All of the data should be restated word for word, with the pictures omitted.
-------- Data for this exercise --------
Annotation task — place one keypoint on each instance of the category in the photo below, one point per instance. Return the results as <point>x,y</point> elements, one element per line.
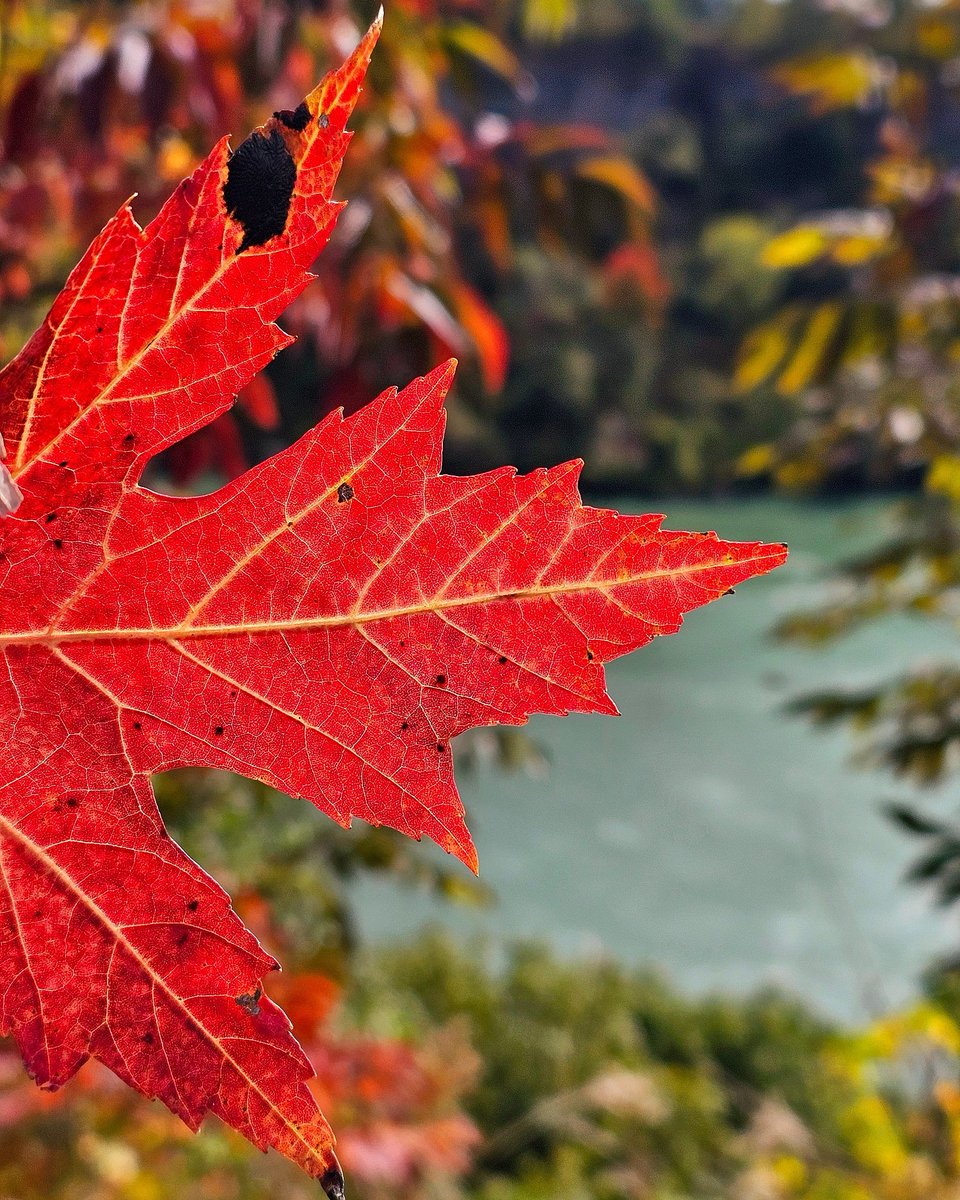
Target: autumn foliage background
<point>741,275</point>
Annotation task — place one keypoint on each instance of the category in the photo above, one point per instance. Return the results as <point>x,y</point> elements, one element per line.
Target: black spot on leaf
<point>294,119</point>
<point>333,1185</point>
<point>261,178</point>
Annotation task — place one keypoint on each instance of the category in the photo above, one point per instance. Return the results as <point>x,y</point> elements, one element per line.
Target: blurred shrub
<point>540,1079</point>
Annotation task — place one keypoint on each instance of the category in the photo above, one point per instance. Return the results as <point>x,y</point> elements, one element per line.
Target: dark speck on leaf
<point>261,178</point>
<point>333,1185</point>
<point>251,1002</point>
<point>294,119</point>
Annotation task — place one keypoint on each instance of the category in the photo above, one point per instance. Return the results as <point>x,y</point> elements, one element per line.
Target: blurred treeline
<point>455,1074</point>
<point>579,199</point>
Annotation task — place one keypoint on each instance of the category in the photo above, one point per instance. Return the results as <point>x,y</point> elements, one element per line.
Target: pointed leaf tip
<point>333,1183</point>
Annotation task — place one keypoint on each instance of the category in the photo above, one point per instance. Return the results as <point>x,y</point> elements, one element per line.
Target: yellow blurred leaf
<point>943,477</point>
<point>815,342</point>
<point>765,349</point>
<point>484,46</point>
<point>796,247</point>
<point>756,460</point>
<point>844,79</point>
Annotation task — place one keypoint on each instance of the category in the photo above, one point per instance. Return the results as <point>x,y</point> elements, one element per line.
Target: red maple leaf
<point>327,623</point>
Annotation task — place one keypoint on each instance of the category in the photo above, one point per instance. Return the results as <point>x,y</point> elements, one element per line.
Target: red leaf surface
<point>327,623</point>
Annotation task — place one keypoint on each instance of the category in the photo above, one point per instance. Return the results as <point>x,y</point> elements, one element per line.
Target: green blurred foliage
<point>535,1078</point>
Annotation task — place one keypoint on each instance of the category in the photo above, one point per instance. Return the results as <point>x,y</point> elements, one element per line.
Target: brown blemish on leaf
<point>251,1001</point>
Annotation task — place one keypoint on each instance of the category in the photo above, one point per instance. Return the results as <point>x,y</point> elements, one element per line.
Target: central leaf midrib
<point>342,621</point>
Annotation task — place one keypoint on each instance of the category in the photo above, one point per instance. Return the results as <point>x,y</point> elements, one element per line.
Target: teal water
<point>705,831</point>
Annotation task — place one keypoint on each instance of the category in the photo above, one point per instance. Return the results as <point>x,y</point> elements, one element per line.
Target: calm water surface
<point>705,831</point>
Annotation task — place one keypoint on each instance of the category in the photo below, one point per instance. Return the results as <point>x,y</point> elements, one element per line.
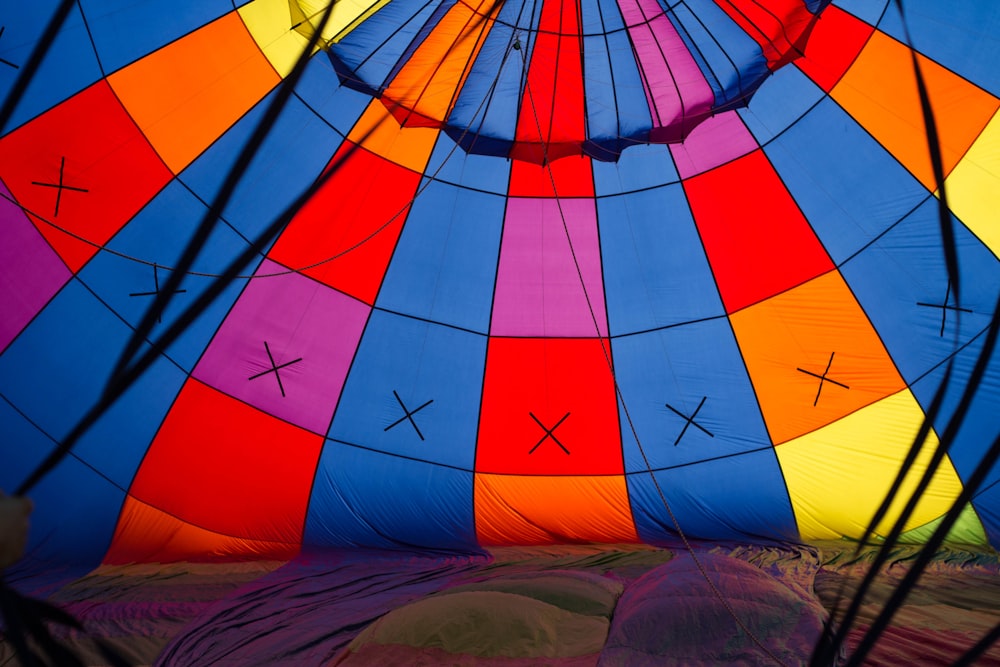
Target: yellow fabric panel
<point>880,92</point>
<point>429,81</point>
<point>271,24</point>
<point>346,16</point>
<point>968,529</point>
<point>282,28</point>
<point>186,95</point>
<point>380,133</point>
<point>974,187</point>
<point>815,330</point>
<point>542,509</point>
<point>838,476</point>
--------
Solution to this task.
Annotation task — place one keypoint on each instance of the category in the photo below, one point per instance. Return the results as <point>x,y</point> elements, one element per line.
Target: autumn foliage background
<point>741,275</point>
Annotation task — place one keypoint on each instance of the category in the photo above, one point per instance. Return the results as <point>x,y</point> elements, one element per line.
Target: black spot on leaf
<point>294,119</point>
<point>333,1185</point>
<point>261,178</point>
Annotation task — place one keypoint on each instance of the category in the photo above, one point per instance. Return the results as <point>x,y</point> elements, one element per line.
Target: blurred shrub
<point>540,1079</point>
Annotation task — place one keypoint on each instance of the category in the photo above, one point per instance. Return the results as <point>x,y</point> elements, one element per line.
Target: dark speck on leaf
<point>261,178</point>
<point>333,1185</point>
<point>251,1002</point>
<point>294,119</point>
Annotation task — place one keypoint on each instance of the category in the photo above, one point per instance. Return the results as <point>x,y</point> elements, one element per line.
Target: blurred treeline
<point>455,1074</point>
<point>579,199</point>
Annotation task — place one keypoint on each instance of the category in the photo above, one point per instance. Return the results as <point>x,y</point> elements, one element per line.
Target: pointed leaf tip
<point>333,1183</point>
Annotation task — place one keypoint on each instance of the category in the photo above, one point per instance. Return the results as <point>x,y</point> elements, one element per line.
Target: yellow blurred leaf
<point>943,477</point>
<point>815,342</point>
<point>765,349</point>
<point>484,46</point>
<point>796,247</point>
<point>756,460</point>
<point>844,79</point>
Annotation task — place one keypoint on each instance of the category in the photo above, one point per instance. Return the results as <point>x,y</point> elements, one element per line.
Target: red maple leaf
<point>327,623</point>
Annotation task — place one keypoint on each instance of the category in the photo above, one point per instance. Return the results as <point>x,y</point> elements, one element per line.
Target: red leaf surface
<point>327,623</point>
Annotation task — place one keypoint on each instance of the category in the photo above, one point per instance. Return the results as <point>x,y</point> elements, one element per line.
Target: green blurred foliage
<point>535,1078</point>
Annotation task — place one keypoint on each instance of the category in the photo above, one point per instance. Return the results as <point>x,y</point> elements, one element per line.
Target: brown blemish on leaf
<point>251,1001</point>
Annotation task — place one keypoint on each instance of the category in the photo above, one point per instance. Return the results as <point>x,y</point> elements, one element per line.
Target: central leaf midrib
<point>342,621</point>
Annotation task — place one keypoint on each instance of the category in the photo above, one point per instance. Return the results as <point>x,y</point> elements, one element per line.
Target: teal water
<point>705,831</point>
Annotation task — place one keypoint on each instance of the category in the photo above, one point per instance. Return the results as <point>x,y</point> elements, one element per line.
Target: calm water surface
<point>705,831</point>
Annotation task — place one keypoint on each instance of the category in the photo below, one point per instance. Return the results as <point>x,y</point> elements, one element per line.
Target: yellow fabric panel
<point>880,92</point>
<point>429,81</point>
<point>271,24</point>
<point>346,16</point>
<point>968,529</point>
<point>282,28</point>
<point>186,95</point>
<point>380,133</point>
<point>974,187</point>
<point>815,330</point>
<point>542,509</point>
<point>838,476</point>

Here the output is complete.